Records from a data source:
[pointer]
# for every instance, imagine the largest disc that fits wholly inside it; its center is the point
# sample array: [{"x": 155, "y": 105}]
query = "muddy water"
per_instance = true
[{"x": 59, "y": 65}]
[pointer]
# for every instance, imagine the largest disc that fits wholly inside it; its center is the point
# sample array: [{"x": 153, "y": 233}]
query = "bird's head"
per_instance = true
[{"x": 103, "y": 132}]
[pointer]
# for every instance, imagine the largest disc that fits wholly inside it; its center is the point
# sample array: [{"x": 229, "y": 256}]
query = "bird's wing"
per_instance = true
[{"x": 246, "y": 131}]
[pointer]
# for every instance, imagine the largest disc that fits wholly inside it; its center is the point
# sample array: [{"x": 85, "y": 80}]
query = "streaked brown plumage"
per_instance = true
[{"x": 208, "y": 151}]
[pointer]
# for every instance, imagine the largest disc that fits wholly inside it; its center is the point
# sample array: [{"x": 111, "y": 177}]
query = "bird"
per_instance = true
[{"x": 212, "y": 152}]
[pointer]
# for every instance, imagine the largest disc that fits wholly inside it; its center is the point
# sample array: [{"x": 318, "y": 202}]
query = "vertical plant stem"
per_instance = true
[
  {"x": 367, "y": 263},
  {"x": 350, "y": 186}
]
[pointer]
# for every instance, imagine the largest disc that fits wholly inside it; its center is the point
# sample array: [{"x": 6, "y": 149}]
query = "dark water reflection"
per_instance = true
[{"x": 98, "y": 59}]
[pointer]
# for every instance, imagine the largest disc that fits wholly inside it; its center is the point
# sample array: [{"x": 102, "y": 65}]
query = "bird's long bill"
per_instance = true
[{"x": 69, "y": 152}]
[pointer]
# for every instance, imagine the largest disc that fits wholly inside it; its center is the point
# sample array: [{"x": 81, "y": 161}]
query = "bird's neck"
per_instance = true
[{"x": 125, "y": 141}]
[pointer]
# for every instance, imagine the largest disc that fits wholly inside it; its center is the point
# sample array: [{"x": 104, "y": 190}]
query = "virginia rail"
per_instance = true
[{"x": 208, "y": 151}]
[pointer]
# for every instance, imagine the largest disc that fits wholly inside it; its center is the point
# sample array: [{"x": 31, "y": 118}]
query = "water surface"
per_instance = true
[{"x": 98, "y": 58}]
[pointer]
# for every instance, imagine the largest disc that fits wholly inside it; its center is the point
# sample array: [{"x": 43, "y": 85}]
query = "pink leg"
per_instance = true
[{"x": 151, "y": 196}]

WHAT IS BEING ASKED: Every record shown above should be set down again exactly.

THE ANSWER:
[pointer]
# for every instance, imagine the largest disc that fits wholly inside it; its center is the point
# sample array: [{"x": 155, "y": 105}]
query = "muddy water"
per_instance = true
[{"x": 59, "y": 65}]
[pointer]
# for every instance, imagine the largest disc that fits wholly inside it; its center is the point
# sample array: [{"x": 153, "y": 233}]
query = "bird's head"
per_instance = true
[{"x": 103, "y": 132}]
[pointer]
# for every instance, imagine the largest disc that fits wholly inside it; its center is the point
# sample array: [{"x": 229, "y": 256}]
query = "bird's wing"
per_instance = true
[{"x": 246, "y": 131}]
[pointer]
# for every instance, imagine the largest disc that fits wholly inside it; its center is the point
# sample array: [{"x": 85, "y": 80}]
query = "streaked brown plumage"
per_instance = true
[{"x": 208, "y": 151}]
[pointer]
# for every instance, imagine the largest disc that fits wholly inside it; its center is the point
# sample array: [{"x": 111, "y": 177}]
query = "bird"
per_instance = true
[{"x": 212, "y": 152}]
[pointer]
# for every instance, imagine the largest disc that fits wholly inside it; its center is the point
# sample array: [{"x": 318, "y": 202}]
query = "vertical plant stem"
per_instance = true
[
  {"x": 367, "y": 263},
  {"x": 350, "y": 186}
]
[pointer]
# for every instance, imagine the largest disc that fits wholly inside it; its center is the point
# sample array: [{"x": 6, "y": 149}]
query = "dark water reflection"
per_instance = true
[{"x": 98, "y": 59}]
[pointer]
# for every instance, imagine the largest disc that fits wholly inside it; its center is the point
# sample array: [{"x": 102, "y": 65}]
query = "bird's long bill"
per_instance = true
[{"x": 69, "y": 152}]
[pointer]
# for every instance, imagine the largest disc that fits wholly inside it; its center is the point
# sample array: [{"x": 81, "y": 161}]
query = "bird's neck"
per_instance = true
[{"x": 125, "y": 141}]
[pointer]
# for every instance, imagine the largest disc that fits wholly inside it; its center is the point
# sample array: [{"x": 104, "y": 190}]
query = "virginia rail"
per_instance = true
[{"x": 208, "y": 151}]
[pointer]
# for every instance, imagine the largest disc that fits wholly inside it; its center is the point
# sample array: [{"x": 31, "y": 118}]
query = "water surface"
per_instance = true
[{"x": 98, "y": 58}]
[pointer]
# for every instance, imagine the largest disc that fits wholly inside it; its center is the point
# sample array: [{"x": 43, "y": 85}]
query = "pink leg"
per_instance = true
[{"x": 151, "y": 196}]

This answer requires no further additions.